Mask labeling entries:
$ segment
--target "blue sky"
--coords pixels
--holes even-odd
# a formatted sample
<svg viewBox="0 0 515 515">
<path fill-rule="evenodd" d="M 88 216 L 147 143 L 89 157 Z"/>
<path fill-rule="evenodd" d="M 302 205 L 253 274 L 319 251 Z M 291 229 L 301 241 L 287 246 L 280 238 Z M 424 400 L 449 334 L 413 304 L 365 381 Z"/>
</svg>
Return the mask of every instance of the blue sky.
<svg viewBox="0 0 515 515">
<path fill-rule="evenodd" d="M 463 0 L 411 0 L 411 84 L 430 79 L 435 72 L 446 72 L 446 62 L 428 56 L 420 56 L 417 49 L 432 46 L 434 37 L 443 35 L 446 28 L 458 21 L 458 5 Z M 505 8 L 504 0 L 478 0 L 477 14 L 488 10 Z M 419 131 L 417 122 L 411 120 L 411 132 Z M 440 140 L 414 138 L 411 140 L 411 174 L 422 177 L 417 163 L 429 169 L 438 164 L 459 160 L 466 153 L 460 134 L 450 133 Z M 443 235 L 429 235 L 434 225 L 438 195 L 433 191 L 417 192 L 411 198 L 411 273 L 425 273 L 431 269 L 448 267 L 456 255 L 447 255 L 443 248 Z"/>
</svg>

▶ [WRITTEN REQUEST]
Output every entry above again, word for word and line for line.

▶ [OUTPUT OF THE TASK]
$ segment
--target "blue sky"
--coords pixels
--holes even-odd
# a formatted sample
<svg viewBox="0 0 515 515">
<path fill-rule="evenodd" d="M 88 216 L 147 143 L 89 157 Z"/>
<path fill-rule="evenodd" d="M 302 205 L 253 274 L 319 251 Z M 291 229 L 301 241 L 287 246 L 280 238 Z M 424 400 L 449 334 L 413 304 L 365 381 Z"/>
</svg>
Return the mask of every instance of the blue sky.
<svg viewBox="0 0 515 515">
<path fill-rule="evenodd" d="M 463 0 L 411 0 L 411 84 L 430 79 L 435 72 L 446 72 L 446 62 L 428 56 L 420 56 L 417 49 L 432 46 L 434 37 L 443 35 L 446 28 L 458 21 L 458 5 Z M 505 8 L 504 0 L 478 0 L 477 14 L 488 10 Z M 419 131 L 417 122 L 411 120 L 411 132 Z M 440 140 L 414 138 L 411 140 L 411 174 L 422 177 L 417 163 L 429 169 L 438 164 L 459 160 L 466 153 L 460 134 L 450 133 Z M 443 235 L 429 235 L 434 225 L 438 195 L 433 191 L 417 192 L 411 198 L 411 273 L 425 273 L 431 269 L 448 267 L 456 255 L 447 255 L 443 248 Z"/>
</svg>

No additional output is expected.